● **Text zur Analyse**:
-=-=-

Trotzdem sollte man sich fragen, ob die Waffenlieferungsstrategie wirklich zuende gedacht ist. Wie Frau Merkel sagte: beim Mauerbau ist der Westen auch nicht in Ostberlin einmarschiert und den Ungarn konnte 1956 leider auch keiner helfen.
@StMarc
Ja, Russland wäre nicht auf diese Art an die Krim gekommen wenn sie Atomwaffen gehabt hätten. Nun ist die Ukraine nicht in unserem Bündnis und muss es selbst regeln wie sie mit ihren innerstaatlichen Problemen umgeht, was Putin angeht, muss die Weltgemeinschaft reagieren (wie auch immer). Es ist nicht alleinige Aufgabe der NATO und es geht nur auf diplomatischem Weg.
@ foxy 13:36
Richtig, der Westen hat ja auch alle notwendigen Zweigwerke der Industrie in China aufgebaut, sie brauchen nur noch, statt ins chin. Inland zu liefern, gegen Energielieferung zB, zu exportieren….
Fuer einige Leser hier hoffentlich augenoeffnende Darstellung,
BZ!
@Foxy
Die Exilkubaner waren aber doch wohl Kubaner – oder? Das von Ihnen hinzugefügte Adjektiv „verkracht“ lässt den Verdacht manipulativer Rhetorik aufkommen.
Schön übrigens, dass Sie gegen PR gefeit sind.
Aber sowohl die Schweinebuchtinvasion als auch die russische Invasion (oder meinetwegen massive militärische Unterstützung der Separatisten mit Menschen und Material) sind völkerrechtswidrig und verletzen damit (von der gewaltsamen Annektion der Krim ganz abgesehen) die – vor allem auch von der Sowjetunion geförderte – Ordnung auf die die letzten Friedensjahrzehnte aufbauen. Da beist die Maus keinen Faden ab.
@StMarc
Es war doch schon zu Beginn der Krise klar, dass man Deutschland mit diesen unpassenden WWII-Analogien in Sachen Rußland/Ukraine – bis hin zu dieser seltsamen Sichtweise Janzenjuks in Sachen Auschwitzbefreiung – unter einen ganz besonderen pschychologischen Druck setzen wollte. Nun kommt also nach der Auschwitz-Keule auch noch die Chamberlain-Keule in bester leading-from-behind-psyops-Manier daher geflogen.
Putin – und das haben er und Lavrow ja nun mehrmals deutschlich gemacht – sieht aber die ganze Entwicklung in Europa nicht aus der prä-WWII-, sondern aus der post-WWII-Perspektive und da ist in der Tat – aufgrund des Engagements der USA in Sachen NATO-Beitritts von Ukraine, Georgien, Moldavien etc sowie des ABM/Global-Strike-ConOps – die Analogie zur Kubakrise viel zutreffender, allein schon deswgen, weil es 1938 eben noch keine Nuklearwaffen und Ballistische Raketen gab.
@ Foxy – Ihr Engagement in allen Ehren, aber die makroökonomischen Auswirkungen auf Volkswirtschaften durch Veränderungen des Außenhandels kann man nicht einfach semantisch erfassen. Man braucht hier modelltheoretische Argumentationsstrukturen.

-=-=-

● **Vorliegende Angaben**:
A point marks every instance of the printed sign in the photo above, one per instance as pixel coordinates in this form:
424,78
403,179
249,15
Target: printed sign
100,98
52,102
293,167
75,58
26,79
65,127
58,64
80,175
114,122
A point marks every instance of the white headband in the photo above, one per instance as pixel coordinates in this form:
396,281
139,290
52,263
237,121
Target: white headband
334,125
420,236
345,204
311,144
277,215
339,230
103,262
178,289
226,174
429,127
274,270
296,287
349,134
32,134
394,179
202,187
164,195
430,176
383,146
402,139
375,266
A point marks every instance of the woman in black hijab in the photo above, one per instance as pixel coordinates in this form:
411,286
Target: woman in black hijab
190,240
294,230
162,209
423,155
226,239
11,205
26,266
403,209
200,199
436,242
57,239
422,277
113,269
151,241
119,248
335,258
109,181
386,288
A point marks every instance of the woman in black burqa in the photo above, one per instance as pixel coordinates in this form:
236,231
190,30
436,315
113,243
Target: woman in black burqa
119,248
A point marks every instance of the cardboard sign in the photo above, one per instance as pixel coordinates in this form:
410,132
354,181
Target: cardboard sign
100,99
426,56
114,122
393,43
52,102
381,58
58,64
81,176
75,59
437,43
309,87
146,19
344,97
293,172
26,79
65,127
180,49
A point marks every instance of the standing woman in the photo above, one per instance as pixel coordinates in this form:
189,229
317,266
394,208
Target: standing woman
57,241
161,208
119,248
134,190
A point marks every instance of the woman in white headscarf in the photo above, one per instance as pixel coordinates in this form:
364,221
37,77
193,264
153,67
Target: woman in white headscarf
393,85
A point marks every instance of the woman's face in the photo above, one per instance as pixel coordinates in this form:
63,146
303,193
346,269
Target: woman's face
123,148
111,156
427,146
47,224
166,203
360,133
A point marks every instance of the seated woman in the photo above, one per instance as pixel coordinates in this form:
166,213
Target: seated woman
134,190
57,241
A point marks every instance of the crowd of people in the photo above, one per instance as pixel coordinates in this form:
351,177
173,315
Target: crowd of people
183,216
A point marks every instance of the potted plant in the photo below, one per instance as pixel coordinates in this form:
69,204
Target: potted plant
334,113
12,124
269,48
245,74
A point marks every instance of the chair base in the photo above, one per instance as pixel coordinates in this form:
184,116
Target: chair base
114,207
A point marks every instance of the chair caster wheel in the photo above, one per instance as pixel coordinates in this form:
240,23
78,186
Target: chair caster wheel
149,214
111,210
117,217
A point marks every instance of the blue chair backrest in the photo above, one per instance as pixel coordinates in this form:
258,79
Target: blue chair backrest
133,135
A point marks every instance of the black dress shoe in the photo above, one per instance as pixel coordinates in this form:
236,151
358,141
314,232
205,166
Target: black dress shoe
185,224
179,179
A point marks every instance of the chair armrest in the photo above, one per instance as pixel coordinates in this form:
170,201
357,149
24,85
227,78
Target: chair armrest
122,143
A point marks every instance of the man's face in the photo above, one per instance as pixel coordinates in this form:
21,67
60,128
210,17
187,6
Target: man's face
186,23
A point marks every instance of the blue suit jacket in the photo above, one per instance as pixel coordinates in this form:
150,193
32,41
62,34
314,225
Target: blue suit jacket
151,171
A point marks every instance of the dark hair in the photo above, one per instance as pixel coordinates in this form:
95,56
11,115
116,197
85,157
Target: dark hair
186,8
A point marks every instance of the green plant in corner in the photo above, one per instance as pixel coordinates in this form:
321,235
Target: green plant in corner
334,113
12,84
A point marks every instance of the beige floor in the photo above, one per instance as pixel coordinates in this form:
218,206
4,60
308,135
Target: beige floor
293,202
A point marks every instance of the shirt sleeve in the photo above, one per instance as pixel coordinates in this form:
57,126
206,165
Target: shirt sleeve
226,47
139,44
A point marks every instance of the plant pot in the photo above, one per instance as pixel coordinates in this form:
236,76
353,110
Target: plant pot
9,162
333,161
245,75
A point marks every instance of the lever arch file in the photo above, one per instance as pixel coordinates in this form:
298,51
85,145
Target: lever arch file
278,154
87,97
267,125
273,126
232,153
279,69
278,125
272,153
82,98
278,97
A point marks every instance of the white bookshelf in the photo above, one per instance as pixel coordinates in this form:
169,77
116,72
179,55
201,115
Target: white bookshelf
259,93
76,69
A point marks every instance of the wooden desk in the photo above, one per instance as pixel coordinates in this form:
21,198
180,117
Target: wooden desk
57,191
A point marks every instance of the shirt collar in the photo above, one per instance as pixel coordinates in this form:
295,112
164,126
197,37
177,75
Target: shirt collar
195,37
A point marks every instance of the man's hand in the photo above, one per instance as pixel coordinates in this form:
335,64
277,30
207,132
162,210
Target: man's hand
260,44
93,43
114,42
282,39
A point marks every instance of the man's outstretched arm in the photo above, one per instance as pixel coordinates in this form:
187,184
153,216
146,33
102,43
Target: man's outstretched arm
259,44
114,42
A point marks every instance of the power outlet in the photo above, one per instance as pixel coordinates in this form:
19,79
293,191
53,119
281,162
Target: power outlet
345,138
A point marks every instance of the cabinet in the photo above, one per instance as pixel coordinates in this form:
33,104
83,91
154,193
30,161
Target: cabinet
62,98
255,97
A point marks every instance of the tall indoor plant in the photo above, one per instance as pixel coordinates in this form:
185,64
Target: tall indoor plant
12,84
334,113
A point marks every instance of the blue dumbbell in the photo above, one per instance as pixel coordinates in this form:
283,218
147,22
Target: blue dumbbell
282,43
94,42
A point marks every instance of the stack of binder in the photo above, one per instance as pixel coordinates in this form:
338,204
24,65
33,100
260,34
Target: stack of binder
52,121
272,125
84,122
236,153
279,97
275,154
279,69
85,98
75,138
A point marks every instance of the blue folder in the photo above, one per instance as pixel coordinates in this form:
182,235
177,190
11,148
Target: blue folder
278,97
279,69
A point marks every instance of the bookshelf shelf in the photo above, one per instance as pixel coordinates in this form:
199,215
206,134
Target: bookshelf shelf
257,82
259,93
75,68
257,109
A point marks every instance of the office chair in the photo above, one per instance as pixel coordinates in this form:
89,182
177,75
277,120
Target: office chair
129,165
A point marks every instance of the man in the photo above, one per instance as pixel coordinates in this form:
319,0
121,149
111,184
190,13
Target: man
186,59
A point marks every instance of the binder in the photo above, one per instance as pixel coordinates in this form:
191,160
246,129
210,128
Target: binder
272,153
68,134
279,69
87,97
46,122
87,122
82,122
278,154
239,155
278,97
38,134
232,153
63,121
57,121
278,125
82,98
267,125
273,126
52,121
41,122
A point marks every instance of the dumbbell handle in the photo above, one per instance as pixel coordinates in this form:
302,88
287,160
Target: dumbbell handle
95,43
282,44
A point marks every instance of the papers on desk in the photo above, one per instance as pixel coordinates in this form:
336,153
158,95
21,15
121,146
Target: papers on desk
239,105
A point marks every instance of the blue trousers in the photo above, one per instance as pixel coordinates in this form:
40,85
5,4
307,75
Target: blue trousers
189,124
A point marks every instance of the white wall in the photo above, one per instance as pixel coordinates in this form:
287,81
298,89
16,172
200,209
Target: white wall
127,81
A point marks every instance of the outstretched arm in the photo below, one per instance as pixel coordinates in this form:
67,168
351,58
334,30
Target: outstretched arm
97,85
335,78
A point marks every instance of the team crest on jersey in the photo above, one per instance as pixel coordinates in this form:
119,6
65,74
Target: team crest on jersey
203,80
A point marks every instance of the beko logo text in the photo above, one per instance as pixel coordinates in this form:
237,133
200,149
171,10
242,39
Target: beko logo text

-=-=-

● **Verständnis prüfen**:
a) Zu welcher Krise hält der Text zur Ukraine-Krise die Analogie aus der Post-WWII-Perspektive für viel zutreffender?
b) Greifen Sie den Text zur Ukraine-Krise nach seinem letzten Satz auf und schreiben Sie ihn weiter.

● **Lösungen**:
a) Zur Kubakrise.

b)
Was auf monetärer Ebene passiert, wird durch das Mundell-Fleming-Modell erklärt: Hier sehen wir, dass eine Abwertung der Währung (induziert durch Abwanderung der Investoren wegen mangelhaften Vertrauen z.B. wegen den auferlegten Sanktionen) zu einem erhöhten Angebot an innländischer Währung und somit fallenden Zins führt. Unter Gültigkeit der Marshall Lerner Bedingung würde damit die Wettbewerbsfähigkeit von Russland zunehmen und die Exporte würden ansteigen.
Nun hat Russland zusätzlich das Problem, dass sie von einem Primärgut abhängig sind (Dutch disease). Russland hat es hier versäumt notwendige Investitionen zu tätigen um die Stückkosten zu reduzieren. Durch den Verfall des Ölpreises kann Russland somit im Export nicht mehr die ausländischen Devisen rein holen, welche dazu notwendig wären um die nun notwendigen Importe zu finanzieren und einen weitere Abwertung der eigenen Währung zu stoppen. Der Teufelskreis aus notwendigen Importen + abwertende Währung, führt irgendwann zu einer Zahlungsbilanzkrise.
Natürlich entsteht durch den hohen Importpreis ein Anreiz im Innland eigene Güter herzustellen. Jedoch wird es einben Grund gegeben haben, warum Russland diese Güter bisher importierte und nicht selbst herstellte. Wahrscheinlich fehlen die komparativen Vorteile bzw. das notwendige know how muss erst mal gebildet werden. Bis es zu dieser strukturellen Anpassung der Wirtschaft kommt, können mehrere Jahrzehnte vergehen, in denen die konkurierenden Volkswirtschaften ihren Vorsprung vergrößern. Bei der jetzigen Innovationsfeindichkeit steht jedoch zu befürchten, dass Russland diese strukturelle Anpassung nicht erreichen wird, sondern sich in eine Abwärtsspirale begibt.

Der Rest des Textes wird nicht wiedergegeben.